Aim 1.
Answer these questions about the forum thread on living in Calpulalpan:
(a) What city is Jay from?
(b) In what town does sunnyvmx live?
(c) Calpulalpan is on the road between which two places?

Text segment.
%%
# I am living, for now, in Calpulalpan, Tlaxacala



## jag (Apr 28, 2010)

Hola,
My name is Jay. I have very recently come to Calpulalpan, Tlaxcala and would like to connect with Americans. I am from San Diego, and am in Calpulalpan because of a Mexican woman I met while she was working in the San Diego area. I want to visit Veracruz and other Gulf coastal cities looking for a permanent place to live.
I'd welcome the opportunity to connect and get answers to lots of questions.


----------



## RVGRINGO (May 16, 2007)

Welcome to the forum. You may find that your questions can be answered on this forum, if you pose them to others in your areas of interest. I'm sure that there are members of the forum who have visited, or perhaps live, in Veracruz or other coastal cities.


----------



## sunnyvmx (Mar 14, 2010)

Hola, I live in the lakeside town of Catemaco, south of Veracruz. As a permanent resident, I prefer the small town life, especially in the tropical jungle area on this coast. Having some elevation from the coast offers a more temperate climate with less humidity, but beach access is only 30 minutes away. This is a popular Mexican tourist area so it's much less commercial than the West coast, but offers much to be explored and enjoyed. Ask your questions and let us answer them as best we can. There's a lot to be learned from the internet and these forums.


----------



## jag (Apr 28, 2010)

*thanks*

Thanks. I'll include the word veracruz in my next thread.



RVGRINGO said:


> Welcome to the forum. You may find that your questions can be answered on this forum, if you pose them to others in your areas of interest. I'm sure that there are members of the forum who have visited, or perhaps live, in Veracruz or other coastal cities.


----------



## jag (Apr 28, 2010)

*Veracruz*

I am going to be exploring the gulf coastal cities from Veracruz to Cozamel evaluating standard of living and costs. Any and all suggestions will be greatly appreciated. I currently living in Calpulalpan, a city in Tlaxcala on the road from Mexico DF to Veracruz. Any travel suggests, and motel suggestions as well, will be appreciated. Thanks,
Jay




sunnyvmx said:


> Hola, I live in the lakeside town of Catemaco, south of Veracruz. As a permanent resident, I prefer the small town life, especially in the tropical jungle area on this coast. Having some elevation from the coast offers a more temperate climate with less humidity, but beach access is only 30 minutes away. This is a popular Mexican tourist area so it's much less commercial than the West coast, but offers much to be explored and enjoyed. Ask your questions and let us answer them as best we can. There's a lot to be learned from the internet and these forums.


----------
%%
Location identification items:
%%
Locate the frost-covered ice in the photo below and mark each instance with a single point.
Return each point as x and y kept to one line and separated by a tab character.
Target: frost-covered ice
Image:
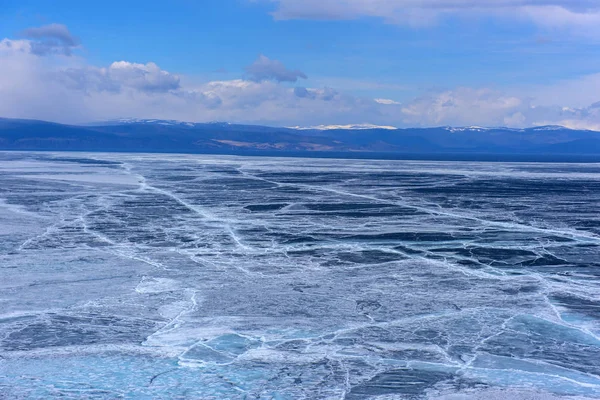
200	277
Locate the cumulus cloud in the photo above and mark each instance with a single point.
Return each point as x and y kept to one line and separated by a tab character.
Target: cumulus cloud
67	89
266	69
555	13
50	39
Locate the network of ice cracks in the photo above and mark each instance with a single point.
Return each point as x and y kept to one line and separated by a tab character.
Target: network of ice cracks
211	277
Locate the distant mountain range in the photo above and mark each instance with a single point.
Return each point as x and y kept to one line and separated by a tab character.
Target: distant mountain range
140	135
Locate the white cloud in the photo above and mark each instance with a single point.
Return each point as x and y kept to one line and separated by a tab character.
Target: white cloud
67	89
387	102
553	13
266	69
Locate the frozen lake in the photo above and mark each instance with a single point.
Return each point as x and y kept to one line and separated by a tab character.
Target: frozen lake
211	277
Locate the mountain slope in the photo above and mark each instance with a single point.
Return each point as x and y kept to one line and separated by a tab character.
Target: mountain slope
174	136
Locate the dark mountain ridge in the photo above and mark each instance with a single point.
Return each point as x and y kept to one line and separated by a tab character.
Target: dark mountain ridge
182	137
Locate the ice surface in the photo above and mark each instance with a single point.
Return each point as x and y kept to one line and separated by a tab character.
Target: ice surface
205	277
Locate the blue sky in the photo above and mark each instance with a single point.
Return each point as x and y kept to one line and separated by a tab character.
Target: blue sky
310	62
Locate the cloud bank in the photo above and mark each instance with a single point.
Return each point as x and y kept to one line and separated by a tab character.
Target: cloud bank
58	85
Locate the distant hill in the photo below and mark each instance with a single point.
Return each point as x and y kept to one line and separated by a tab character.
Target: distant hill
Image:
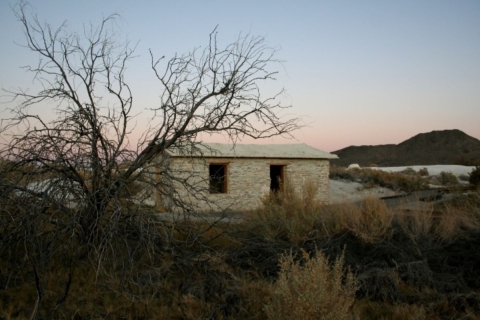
%%
Aim 2. Output the records exactly as they appear, everything from the line containing "Locate the dark" down to the end of the records, and leave out any pictures.

Expected output 1.
(a) San Diego
(b) Catemaco, south of Veracruz
(c) Mexico DF and Veracruz

Expected output 2.
Locate the dark mountain ridge in the photo above and mark each instance with a single point.
Return each point as x and y kept to one line and separated by a tab character.
Target: dark mountain ridge
182	137
Locate the ice surface in the photo above and mark each instance with a single point.
Return each point as x and y kept to one line and separated by a tab character.
Target: ice surface
205	277
Locate the blue sky in the photo above and mark each instance with a single point.
Return each point as x and y kept to one line and separated by a tab character.
Target: blue sky
310	62
Locate the cloud bank in the photo above and mark each instance with a single point.
Return each point as x and y kept to one line and separated by a tab character.
Target: cloud bank
58	85
Locate the distant hill in the photo below and mark each instance with a single point.
Return each point as x and y kept to one line and separated by a tab character.
Target: distant hill
Image:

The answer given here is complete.